(Stored data)
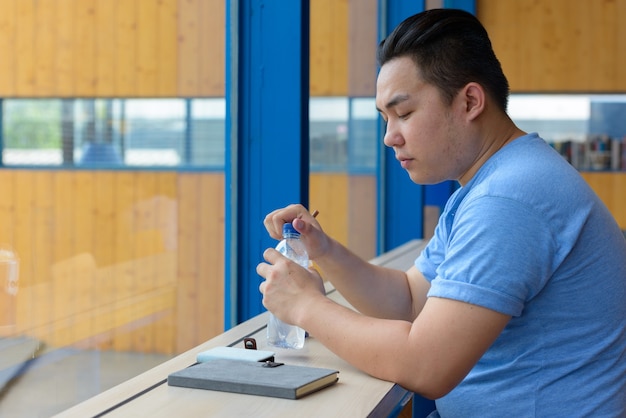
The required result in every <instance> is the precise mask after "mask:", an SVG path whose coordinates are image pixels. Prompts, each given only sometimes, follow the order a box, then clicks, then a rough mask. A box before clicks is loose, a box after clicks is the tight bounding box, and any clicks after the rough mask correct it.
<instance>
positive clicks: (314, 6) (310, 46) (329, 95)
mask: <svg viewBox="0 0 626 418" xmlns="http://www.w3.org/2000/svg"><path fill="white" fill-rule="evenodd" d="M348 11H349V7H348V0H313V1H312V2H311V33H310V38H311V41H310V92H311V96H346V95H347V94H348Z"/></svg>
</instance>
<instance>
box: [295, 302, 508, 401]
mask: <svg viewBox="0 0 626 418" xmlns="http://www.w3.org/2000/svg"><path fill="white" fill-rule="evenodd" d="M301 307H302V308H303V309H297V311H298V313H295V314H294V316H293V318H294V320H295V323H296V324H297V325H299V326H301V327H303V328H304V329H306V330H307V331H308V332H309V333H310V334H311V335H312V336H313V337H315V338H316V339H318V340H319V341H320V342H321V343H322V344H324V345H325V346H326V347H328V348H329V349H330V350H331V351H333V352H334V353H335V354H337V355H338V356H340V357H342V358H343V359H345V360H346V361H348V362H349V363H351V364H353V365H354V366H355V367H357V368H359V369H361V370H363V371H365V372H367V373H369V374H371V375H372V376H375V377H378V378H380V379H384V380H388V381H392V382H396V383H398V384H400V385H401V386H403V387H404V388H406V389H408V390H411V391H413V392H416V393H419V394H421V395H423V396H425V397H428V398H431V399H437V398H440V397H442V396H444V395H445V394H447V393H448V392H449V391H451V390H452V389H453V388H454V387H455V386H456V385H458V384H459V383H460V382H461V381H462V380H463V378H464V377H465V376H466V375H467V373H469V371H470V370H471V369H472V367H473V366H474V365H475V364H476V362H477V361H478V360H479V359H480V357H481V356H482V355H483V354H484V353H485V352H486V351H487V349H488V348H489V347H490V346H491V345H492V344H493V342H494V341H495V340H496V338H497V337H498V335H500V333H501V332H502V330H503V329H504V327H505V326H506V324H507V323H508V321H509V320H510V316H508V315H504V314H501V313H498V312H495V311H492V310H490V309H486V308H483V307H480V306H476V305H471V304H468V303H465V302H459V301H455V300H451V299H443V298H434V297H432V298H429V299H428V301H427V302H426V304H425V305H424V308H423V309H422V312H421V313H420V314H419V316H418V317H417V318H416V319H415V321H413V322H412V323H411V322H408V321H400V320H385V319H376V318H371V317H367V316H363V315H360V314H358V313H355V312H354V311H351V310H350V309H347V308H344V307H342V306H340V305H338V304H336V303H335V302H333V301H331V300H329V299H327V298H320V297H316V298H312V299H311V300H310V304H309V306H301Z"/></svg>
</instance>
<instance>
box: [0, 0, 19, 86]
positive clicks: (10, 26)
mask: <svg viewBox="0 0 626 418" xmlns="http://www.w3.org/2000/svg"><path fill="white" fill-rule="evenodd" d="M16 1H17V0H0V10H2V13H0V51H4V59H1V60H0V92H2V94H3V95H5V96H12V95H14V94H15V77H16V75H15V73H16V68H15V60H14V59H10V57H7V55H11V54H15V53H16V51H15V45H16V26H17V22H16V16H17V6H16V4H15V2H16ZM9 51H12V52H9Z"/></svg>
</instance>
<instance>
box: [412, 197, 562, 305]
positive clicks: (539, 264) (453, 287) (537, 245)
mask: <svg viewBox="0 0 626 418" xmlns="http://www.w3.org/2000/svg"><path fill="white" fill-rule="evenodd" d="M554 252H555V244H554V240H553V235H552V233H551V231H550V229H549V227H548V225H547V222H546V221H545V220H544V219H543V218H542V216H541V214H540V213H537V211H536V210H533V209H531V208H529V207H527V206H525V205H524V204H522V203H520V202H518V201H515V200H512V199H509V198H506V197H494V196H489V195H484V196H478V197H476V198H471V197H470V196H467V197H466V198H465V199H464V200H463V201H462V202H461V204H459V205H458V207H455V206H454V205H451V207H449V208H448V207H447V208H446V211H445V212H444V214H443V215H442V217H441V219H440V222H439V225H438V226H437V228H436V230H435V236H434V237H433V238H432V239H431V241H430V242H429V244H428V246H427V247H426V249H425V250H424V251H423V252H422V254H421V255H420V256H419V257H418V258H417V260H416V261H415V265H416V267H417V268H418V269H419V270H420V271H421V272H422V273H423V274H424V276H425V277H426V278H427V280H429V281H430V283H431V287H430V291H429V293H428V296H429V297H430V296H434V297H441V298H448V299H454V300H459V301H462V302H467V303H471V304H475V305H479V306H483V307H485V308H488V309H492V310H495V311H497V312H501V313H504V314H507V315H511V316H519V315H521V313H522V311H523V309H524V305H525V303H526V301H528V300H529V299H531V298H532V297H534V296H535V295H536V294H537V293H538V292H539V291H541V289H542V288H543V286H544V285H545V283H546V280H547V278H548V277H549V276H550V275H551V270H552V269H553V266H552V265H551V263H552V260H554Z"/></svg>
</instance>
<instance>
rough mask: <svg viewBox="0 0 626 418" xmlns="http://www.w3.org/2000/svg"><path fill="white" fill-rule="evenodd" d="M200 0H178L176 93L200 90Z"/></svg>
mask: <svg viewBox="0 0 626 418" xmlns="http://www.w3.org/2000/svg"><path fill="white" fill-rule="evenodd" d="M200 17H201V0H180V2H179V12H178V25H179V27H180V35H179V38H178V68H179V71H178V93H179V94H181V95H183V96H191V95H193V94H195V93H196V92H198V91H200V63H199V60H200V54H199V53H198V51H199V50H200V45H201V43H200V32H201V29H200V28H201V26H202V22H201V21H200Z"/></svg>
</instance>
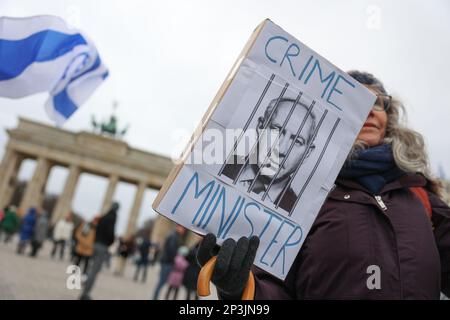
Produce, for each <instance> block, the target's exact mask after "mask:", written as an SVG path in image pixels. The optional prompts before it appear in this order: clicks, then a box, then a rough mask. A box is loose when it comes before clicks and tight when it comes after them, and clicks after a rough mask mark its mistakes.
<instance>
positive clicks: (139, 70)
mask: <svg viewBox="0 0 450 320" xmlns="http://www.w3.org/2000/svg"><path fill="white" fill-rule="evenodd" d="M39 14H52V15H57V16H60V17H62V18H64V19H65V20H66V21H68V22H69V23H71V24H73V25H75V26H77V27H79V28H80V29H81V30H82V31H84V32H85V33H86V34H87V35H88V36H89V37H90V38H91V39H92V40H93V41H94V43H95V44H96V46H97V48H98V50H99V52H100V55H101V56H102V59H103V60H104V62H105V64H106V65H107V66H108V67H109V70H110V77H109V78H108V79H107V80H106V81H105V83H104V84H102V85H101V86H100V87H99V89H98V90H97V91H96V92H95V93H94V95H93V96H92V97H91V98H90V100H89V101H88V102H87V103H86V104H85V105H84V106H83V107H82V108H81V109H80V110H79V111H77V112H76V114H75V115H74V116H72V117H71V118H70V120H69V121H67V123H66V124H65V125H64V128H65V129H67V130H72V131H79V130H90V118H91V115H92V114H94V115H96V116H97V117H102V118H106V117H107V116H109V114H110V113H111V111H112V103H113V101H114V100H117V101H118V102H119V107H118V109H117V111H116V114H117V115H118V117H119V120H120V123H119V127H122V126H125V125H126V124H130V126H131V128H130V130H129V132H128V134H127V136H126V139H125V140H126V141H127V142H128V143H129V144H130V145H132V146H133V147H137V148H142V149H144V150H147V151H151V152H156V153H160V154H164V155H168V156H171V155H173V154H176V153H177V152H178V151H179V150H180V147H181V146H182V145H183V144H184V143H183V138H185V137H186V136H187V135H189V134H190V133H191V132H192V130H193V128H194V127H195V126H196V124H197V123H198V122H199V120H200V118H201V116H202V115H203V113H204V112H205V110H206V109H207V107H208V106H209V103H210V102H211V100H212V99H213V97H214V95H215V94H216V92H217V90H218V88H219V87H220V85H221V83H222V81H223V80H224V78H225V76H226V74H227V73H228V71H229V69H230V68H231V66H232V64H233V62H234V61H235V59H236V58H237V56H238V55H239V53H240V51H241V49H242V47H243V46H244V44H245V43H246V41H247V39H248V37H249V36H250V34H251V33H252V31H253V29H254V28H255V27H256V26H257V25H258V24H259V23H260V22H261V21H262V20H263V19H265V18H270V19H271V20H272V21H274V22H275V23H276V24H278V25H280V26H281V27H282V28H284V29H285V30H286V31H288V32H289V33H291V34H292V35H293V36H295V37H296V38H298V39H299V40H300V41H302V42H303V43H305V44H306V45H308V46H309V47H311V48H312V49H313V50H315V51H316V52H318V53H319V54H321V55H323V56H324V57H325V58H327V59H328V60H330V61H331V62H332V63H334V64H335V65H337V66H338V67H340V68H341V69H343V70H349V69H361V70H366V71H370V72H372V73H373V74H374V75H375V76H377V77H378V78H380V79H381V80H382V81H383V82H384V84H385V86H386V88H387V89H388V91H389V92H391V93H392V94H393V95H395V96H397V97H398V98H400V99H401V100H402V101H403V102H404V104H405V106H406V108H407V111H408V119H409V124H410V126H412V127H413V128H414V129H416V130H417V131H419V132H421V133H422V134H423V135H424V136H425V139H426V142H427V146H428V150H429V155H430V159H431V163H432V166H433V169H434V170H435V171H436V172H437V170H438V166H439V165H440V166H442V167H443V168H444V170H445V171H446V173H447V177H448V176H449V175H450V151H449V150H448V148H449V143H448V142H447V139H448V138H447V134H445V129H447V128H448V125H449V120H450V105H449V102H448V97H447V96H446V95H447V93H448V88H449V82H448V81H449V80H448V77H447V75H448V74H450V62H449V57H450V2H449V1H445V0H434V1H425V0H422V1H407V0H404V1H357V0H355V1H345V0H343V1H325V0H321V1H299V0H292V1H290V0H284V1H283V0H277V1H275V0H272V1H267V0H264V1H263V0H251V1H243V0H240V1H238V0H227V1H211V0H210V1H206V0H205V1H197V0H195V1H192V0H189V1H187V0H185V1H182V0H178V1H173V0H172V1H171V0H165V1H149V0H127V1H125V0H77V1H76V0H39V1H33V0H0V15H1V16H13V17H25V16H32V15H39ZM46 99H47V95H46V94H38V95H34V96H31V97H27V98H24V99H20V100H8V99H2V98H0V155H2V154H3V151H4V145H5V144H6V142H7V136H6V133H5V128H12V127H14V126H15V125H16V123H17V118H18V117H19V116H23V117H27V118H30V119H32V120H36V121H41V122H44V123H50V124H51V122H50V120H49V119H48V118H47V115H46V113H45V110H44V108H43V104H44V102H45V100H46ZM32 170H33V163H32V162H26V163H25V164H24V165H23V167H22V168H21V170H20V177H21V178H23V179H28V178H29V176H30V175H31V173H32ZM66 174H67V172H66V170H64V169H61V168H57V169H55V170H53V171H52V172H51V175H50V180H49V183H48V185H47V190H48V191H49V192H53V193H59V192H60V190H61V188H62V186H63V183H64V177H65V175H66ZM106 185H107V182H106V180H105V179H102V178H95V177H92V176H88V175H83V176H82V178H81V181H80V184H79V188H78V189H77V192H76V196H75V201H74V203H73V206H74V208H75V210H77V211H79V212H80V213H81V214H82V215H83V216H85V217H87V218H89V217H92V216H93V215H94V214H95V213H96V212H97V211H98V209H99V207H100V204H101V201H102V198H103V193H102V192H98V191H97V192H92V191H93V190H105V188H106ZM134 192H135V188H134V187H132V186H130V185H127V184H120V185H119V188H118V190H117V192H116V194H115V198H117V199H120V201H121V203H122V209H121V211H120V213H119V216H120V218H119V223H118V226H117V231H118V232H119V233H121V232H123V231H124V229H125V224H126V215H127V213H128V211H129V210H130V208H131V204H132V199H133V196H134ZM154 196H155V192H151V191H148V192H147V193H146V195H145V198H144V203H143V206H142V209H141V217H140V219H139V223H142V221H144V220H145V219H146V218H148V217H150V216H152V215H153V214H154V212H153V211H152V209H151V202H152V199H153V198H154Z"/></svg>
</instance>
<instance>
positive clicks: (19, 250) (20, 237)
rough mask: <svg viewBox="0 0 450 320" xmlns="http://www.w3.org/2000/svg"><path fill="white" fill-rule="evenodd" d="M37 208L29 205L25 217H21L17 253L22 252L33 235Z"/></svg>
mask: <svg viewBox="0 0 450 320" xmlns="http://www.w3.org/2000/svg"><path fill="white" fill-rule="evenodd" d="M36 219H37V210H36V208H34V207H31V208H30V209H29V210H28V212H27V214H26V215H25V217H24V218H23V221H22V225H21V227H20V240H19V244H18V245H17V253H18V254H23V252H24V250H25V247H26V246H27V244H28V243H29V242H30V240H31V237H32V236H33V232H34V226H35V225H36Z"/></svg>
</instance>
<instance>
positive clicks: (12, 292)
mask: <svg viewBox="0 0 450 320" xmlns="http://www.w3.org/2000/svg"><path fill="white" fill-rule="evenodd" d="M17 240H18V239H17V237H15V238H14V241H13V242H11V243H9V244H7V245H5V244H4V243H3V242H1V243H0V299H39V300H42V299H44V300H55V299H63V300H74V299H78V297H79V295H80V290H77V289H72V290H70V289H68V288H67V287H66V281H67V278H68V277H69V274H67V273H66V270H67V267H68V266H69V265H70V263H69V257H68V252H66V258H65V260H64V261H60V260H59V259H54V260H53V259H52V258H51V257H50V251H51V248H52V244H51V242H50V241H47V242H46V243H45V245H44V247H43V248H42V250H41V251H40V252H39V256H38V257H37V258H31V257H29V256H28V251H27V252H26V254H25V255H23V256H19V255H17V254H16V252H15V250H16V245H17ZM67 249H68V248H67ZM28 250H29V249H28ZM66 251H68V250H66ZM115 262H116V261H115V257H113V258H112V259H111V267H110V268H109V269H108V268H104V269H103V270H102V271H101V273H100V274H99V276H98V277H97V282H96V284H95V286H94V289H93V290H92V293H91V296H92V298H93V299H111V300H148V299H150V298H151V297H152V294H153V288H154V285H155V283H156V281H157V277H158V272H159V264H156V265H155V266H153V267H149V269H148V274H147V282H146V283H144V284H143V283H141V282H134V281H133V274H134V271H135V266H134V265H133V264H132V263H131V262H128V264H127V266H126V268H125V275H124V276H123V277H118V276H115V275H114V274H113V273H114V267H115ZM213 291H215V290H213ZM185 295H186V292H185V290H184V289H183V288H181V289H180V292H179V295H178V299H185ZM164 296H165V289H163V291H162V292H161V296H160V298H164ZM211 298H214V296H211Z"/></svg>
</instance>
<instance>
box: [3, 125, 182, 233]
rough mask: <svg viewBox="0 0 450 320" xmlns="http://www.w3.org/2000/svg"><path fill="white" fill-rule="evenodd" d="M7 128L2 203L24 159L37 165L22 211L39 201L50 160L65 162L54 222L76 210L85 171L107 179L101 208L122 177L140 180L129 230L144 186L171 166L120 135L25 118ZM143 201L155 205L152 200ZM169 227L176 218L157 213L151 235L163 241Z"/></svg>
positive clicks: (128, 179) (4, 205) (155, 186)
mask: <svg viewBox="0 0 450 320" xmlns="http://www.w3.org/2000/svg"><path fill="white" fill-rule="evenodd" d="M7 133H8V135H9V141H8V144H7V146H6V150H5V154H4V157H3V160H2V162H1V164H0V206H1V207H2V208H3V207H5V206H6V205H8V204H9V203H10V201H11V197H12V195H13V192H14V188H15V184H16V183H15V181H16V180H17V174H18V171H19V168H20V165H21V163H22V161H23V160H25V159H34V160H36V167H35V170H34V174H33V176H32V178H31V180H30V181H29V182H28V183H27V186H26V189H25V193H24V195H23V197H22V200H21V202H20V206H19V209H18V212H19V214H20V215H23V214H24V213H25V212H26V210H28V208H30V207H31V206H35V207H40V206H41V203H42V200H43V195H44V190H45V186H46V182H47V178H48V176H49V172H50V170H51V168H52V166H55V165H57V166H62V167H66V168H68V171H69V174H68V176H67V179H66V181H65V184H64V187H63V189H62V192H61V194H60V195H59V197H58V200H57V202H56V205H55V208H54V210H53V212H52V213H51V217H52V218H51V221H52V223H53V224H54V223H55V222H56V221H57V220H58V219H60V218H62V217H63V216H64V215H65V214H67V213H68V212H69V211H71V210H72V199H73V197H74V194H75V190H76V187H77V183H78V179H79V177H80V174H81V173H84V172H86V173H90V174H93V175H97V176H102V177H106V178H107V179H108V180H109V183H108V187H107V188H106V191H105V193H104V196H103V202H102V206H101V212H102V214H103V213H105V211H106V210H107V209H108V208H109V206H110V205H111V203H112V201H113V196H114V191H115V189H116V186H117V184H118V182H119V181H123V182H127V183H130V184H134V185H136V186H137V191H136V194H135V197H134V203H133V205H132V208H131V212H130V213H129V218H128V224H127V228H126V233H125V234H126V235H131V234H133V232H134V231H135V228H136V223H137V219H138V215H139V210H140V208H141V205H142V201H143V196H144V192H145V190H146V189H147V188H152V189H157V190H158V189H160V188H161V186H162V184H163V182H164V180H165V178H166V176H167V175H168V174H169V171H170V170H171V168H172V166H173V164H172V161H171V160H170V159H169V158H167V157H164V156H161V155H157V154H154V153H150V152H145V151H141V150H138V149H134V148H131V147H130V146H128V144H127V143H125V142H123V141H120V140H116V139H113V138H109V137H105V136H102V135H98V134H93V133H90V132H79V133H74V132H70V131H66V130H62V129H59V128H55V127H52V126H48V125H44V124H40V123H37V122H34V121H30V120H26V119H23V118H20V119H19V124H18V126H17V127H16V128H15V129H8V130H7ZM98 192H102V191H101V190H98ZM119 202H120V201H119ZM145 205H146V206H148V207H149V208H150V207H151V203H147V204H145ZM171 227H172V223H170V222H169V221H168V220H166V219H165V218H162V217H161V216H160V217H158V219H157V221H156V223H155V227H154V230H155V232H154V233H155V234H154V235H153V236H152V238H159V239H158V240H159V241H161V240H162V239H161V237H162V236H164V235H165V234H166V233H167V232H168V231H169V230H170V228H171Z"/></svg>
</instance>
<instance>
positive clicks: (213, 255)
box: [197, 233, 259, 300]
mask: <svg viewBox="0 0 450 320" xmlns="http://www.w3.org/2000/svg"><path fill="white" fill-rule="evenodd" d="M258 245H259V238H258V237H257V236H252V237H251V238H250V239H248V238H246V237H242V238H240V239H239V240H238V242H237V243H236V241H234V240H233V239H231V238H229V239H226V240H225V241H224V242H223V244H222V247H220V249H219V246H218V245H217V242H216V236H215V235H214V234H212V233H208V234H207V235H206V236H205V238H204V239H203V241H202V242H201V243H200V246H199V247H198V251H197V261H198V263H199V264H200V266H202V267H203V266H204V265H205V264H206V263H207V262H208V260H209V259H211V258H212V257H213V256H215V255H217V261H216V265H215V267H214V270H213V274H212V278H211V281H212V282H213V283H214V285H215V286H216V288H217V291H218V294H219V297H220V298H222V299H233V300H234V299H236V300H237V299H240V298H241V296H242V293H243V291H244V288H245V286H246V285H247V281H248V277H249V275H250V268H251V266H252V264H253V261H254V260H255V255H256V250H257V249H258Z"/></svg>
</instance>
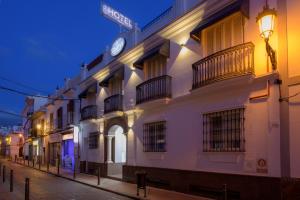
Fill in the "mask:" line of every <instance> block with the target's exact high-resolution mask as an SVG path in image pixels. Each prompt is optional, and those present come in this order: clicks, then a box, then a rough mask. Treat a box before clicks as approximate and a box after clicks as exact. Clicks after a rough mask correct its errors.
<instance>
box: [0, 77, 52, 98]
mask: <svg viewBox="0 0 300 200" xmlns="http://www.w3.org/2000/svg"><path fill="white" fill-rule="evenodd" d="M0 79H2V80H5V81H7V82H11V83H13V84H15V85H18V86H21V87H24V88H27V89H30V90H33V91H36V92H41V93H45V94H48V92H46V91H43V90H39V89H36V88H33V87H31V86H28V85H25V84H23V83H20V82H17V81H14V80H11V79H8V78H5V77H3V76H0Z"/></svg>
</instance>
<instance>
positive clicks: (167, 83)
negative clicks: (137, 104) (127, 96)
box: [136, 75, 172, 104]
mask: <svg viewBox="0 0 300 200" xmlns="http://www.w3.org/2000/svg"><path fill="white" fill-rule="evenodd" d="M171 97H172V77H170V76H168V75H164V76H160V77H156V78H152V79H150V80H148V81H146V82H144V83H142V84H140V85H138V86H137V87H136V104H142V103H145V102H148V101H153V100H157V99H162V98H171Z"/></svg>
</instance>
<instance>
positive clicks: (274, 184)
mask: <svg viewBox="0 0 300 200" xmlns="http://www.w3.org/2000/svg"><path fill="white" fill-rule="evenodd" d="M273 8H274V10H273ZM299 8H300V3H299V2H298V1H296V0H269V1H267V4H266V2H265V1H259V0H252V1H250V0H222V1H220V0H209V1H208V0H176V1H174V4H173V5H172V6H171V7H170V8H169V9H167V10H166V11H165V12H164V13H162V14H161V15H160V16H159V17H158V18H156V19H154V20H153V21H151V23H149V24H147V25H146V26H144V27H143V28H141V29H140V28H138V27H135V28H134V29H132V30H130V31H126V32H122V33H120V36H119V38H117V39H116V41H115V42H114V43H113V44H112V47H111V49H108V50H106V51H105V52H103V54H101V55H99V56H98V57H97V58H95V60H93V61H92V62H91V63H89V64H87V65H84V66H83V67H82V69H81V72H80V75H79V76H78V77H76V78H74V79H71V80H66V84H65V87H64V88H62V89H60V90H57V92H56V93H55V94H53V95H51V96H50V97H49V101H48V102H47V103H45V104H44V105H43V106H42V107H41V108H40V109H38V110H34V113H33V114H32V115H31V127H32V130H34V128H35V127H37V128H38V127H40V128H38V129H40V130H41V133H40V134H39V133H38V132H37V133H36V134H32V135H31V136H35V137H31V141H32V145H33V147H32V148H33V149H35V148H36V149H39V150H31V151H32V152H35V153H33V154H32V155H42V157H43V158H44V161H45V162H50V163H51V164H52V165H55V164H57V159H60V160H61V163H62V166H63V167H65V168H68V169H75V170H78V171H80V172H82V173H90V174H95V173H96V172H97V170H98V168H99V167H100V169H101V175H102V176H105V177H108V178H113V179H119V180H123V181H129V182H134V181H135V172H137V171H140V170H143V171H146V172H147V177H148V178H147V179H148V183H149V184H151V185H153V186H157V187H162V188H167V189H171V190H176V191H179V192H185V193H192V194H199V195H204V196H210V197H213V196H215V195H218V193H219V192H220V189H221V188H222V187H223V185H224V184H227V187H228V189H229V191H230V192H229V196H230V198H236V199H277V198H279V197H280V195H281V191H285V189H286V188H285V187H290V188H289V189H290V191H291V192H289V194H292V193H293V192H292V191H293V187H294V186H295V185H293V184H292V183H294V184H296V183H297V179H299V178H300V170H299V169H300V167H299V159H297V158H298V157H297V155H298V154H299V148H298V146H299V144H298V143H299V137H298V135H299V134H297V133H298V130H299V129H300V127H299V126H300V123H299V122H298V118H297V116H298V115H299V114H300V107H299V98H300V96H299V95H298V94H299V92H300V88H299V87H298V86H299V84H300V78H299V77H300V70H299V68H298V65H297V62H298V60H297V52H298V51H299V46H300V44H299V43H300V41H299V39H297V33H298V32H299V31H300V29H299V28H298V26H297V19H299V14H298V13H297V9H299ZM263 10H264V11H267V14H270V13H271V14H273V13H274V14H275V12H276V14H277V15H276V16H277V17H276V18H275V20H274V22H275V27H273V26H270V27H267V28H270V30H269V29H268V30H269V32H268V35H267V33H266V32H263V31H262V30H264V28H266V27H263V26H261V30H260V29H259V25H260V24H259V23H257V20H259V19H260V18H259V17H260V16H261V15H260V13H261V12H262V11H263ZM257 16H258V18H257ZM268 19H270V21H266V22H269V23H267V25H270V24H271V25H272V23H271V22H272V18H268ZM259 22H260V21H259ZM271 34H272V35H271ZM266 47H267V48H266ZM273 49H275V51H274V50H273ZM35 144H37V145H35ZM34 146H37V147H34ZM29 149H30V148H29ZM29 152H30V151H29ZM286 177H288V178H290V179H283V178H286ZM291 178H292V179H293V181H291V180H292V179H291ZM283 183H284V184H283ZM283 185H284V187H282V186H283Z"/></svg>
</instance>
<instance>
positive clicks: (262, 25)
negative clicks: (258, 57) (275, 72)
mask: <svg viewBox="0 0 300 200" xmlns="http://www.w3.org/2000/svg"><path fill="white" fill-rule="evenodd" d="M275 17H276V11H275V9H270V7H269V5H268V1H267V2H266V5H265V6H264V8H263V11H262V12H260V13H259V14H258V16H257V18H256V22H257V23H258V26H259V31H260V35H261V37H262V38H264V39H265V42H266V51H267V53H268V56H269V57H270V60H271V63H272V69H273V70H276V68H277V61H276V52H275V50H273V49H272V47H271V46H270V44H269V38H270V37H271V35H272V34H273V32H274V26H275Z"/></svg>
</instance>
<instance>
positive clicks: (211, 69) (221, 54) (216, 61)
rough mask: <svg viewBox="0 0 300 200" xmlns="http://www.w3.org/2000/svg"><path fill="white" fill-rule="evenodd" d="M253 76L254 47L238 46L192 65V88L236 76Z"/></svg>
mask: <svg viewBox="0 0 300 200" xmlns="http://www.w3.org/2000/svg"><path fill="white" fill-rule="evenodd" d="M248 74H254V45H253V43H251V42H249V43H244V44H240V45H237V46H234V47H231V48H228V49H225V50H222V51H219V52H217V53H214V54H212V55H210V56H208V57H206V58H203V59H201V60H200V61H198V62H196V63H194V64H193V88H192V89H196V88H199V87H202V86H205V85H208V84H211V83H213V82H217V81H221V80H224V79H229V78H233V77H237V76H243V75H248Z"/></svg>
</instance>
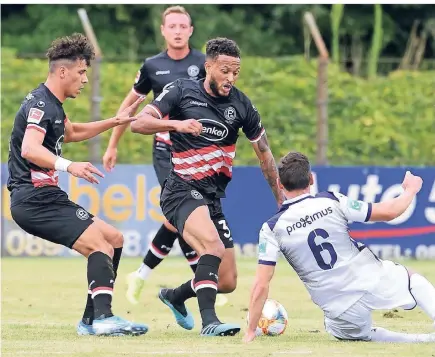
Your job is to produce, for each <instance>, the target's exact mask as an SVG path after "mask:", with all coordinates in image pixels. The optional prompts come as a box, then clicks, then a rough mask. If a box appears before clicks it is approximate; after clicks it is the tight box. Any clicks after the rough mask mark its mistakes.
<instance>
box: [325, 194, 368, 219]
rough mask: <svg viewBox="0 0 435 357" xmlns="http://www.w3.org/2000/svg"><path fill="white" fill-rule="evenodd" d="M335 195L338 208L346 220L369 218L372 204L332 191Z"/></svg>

Description of the task: In the records above, locate each line with the word "target". Copy all such lines.

Solution:
Produce, for each <instance> block, the target's exact mask after "mask:", written as an SVG path in image pixels. The optional prompts before it appear in this order: clicks, then a box, then a rough mask. A box is loose when it comes before clicks and tight when it comes after them, and clicks after a rough mask mark its mistakes.
Fill in the "mask:" line of every <instance> block with the target's exact high-resolution mask as an SVG path in image pixels. Each prompt is optional, and those present come in this order: clicks, then a box, then a rough mask. Treat a box before clicks as approximate and a box after clicks as exact. Clicks after a rough mask correct its errors.
Your job is to produce, for each <instance>, the target's exact mask as an SVG path after "mask:", with all coordinates in image pixels. The optional prompts come as a box, then clicks, then a rough mask. If a box appears before clicks it is approximate; after clicks it is the tight box. Any clicks after the rough mask mark its mistakes.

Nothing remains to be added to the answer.